Given passage:
:::

Comparison of the mean processing time of the sub-processes of the rectification of the CAD/CAM method and the conventional manual method
significant difference, p < 0.05
The means and standard deviations of the studied parameters of the regions of axilla, thorax, lumbar, abdomen and pelvis (n= 10).
Comparison of the dimensional difference of the five studied regions between the manual image and the CAD/CAM image.
significant difference, p 50.05, n= 10
Discussion
Comparison of efficiency of cast rectification
In the rectification process of the body cast/image such as surface smoothing and building up of the sacrum pad, the use of the CAD/CAM method was shown to give a significant reduction of time in comparison with that of the conventional manual method. In the consideration of the process from the cast filling/digitization to completion of cast rectification/milling, the mean reduction in time was 93.3 min (37.2%) if CAD/CAM method was used. The accumulated reduction of time in each sub-process would lead to significant reduction in the overall time. It was found that the mean overall time (62.3 minutes) of the CAD/CAM method was significantly reduced as compared with the mean overall time (170.6 minutes) of the conventional method. This meant that the CAD/CAM method took only about 1/3 of the time of the conventional manual method to finish cast rectification. If the participating prosthetist-orthotist is more familiar with the CAD/CAM system (reaching a steady state of the learning curve), the rectification time can be even shorter as the prosthetist-orthotist in this study had only 3 months of experience in using the CAD/CAM system.

:::

Provided information:
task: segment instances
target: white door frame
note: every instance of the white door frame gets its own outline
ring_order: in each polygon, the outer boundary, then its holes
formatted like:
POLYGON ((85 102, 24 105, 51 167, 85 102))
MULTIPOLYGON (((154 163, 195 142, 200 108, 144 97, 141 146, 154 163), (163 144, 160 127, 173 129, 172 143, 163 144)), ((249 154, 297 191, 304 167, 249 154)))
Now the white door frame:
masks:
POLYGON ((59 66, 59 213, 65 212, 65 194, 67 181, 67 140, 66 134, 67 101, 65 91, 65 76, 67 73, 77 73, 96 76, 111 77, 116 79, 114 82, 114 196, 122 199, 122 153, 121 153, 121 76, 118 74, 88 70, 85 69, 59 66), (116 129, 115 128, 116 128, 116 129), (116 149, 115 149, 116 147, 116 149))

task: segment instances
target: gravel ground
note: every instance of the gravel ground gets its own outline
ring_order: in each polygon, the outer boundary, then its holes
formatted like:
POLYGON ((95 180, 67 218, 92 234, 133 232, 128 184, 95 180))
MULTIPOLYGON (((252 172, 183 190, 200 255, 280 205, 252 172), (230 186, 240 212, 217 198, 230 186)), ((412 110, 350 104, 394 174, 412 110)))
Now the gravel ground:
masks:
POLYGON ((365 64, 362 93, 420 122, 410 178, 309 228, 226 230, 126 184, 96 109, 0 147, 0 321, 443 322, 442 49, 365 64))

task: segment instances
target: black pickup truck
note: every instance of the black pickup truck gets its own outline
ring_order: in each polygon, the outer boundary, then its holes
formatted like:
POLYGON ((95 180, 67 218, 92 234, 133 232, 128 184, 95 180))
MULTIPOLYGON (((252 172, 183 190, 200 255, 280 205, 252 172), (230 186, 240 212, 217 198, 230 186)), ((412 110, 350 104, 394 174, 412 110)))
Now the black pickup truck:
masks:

:::

Exercise directions:
In the passage on cast rectification, how much experience with the CAD/CAM system did the prosthetist-orthotist in the study have? The records were taken from a different source than the text.

The answer:
Only 3 months.